Reproduce word for word the lines between those holding "mark: the dark" and "Query: white flower petal", inclusive, and nothing else from the data below.

RECORDS PROVIDED:

__________________________________________________

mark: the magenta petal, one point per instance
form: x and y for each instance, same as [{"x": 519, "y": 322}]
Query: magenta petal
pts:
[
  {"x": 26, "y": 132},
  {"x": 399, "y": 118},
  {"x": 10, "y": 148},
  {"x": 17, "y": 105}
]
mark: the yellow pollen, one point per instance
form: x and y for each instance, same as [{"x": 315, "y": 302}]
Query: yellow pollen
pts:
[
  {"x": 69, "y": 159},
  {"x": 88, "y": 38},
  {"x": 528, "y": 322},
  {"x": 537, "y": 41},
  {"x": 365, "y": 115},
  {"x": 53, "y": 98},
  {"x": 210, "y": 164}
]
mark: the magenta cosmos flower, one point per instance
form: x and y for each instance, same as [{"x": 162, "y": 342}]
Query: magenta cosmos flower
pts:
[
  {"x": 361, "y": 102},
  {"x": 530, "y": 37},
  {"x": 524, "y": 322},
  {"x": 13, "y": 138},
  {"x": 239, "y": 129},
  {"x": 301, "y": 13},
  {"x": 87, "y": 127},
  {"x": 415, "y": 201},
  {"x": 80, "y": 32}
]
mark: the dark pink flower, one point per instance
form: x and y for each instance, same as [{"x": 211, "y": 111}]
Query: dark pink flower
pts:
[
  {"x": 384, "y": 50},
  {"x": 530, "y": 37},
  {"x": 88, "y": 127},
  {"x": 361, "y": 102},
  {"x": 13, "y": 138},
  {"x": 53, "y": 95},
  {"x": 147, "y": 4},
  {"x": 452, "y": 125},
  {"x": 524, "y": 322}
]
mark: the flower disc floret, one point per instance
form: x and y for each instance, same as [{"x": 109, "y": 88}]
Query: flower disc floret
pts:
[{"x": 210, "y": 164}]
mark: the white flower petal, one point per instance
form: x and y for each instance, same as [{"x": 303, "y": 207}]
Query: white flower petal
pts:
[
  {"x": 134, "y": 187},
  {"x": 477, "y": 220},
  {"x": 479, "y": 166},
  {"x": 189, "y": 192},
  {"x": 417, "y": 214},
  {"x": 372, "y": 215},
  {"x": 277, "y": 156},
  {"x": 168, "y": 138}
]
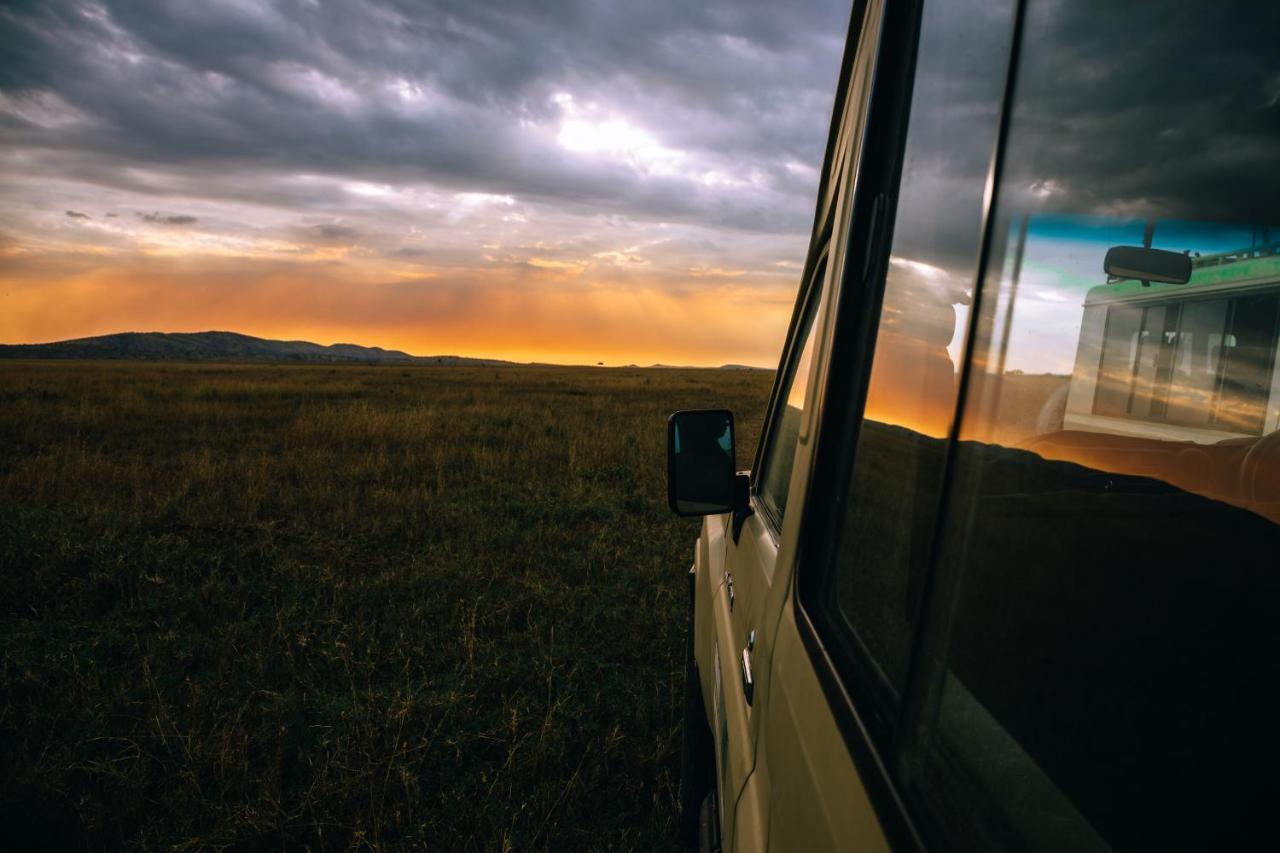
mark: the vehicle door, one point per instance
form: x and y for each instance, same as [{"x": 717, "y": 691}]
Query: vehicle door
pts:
[
  {"x": 908, "y": 268},
  {"x": 1034, "y": 629},
  {"x": 758, "y": 546}
]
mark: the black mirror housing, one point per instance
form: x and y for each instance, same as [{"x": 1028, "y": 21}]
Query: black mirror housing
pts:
[
  {"x": 700, "y": 463},
  {"x": 1147, "y": 264}
]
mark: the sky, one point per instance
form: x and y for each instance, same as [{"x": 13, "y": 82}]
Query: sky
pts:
[{"x": 565, "y": 181}]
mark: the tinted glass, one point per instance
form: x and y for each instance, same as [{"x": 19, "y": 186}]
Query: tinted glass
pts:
[
  {"x": 785, "y": 430},
  {"x": 1101, "y": 653},
  {"x": 912, "y": 395}
]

__________________________________________________

PROBLEM SOLUTION:
mark: the dark pink flower, one point per instance
form: x and y for each instance, same as [{"x": 211, "y": 111}]
Query: dark pink flower
pts:
[
  {"x": 384, "y": 50},
  {"x": 530, "y": 37},
  {"x": 88, "y": 127},
  {"x": 361, "y": 102},
  {"x": 13, "y": 138},
  {"x": 53, "y": 95},
  {"x": 147, "y": 4},
  {"x": 452, "y": 125},
  {"x": 524, "y": 322}
]
mark: the flower disc floret, one point per instance
form: x and y for each instance, same as [{"x": 109, "y": 88}]
Query: flower disc floret
pts:
[{"x": 210, "y": 164}]
mark: the white flower petal, one point per instance
form: x and y for each instance, same as [{"x": 303, "y": 207}]
Query: white flower petal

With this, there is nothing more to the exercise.